[WORK INSTRUCTION]: Copy the listing below in full and skip every picture.

[SUPPLIED RECORDS]:
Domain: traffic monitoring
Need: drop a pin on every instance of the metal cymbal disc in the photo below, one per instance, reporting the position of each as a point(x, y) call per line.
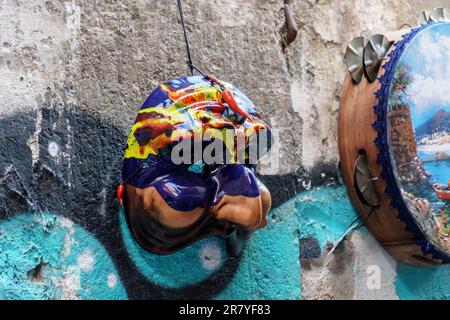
point(440, 15)
point(424, 17)
point(354, 58)
point(374, 54)
point(364, 182)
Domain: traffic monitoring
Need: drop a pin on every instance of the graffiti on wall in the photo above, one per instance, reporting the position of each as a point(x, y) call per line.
point(62, 165)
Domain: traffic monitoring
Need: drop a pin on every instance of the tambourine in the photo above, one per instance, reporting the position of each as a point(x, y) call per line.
point(170, 204)
point(394, 139)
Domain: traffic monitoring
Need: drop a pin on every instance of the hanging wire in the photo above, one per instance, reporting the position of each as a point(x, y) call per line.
point(191, 65)
point(186, 40)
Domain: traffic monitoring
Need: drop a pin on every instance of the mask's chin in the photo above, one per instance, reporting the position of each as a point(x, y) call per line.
point(159, 228)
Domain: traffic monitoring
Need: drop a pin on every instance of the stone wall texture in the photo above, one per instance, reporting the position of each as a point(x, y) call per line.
point(73, 74)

[YOUR SOLUTION]:
Domain: traffic monitoring
Need: drop a pin on every instance of the metal cymbal disc in the photo below, one per instance, reporting the position of each as a point(x, y) call per line.
point(440, 15)
point(424, 17)
point(354, 58)
point(374, 54)
point(364, 182)
Domain: traffic monitoring
Need: drop a pin on every instance of the graffiti on wall in the photo above, one per instance, reporting the position of each as a point(x, y) call per line.
point(62, 165)
Domain: traffic monitoring
Need: drop a pin on every instance of the tambourine in the photo above, one per instance, reporting the position of each as a point(x, y) call per line.
point(170, 204)
point(394, 139)
Domain: traffic monitoring
Need: drop a pin on every instance of the hanging wire in the photo above, one per instance, reporting the position of each as a point(x, y) call per line.
point(191, 65)
point(186, 40)
Domain: traffic monitoring
Need: drop a pin on every instance of the mask's chin in the photo above, one per instance, reporting the position of each as a point(x, y) call per line.
point(159, 228)
Domain: traffic monitoring
Need: drop a pin on every instance of the stone wall texture in the photo above, one per instance, reporting the position of each as a point(x, y) call per line.
point(73, 74)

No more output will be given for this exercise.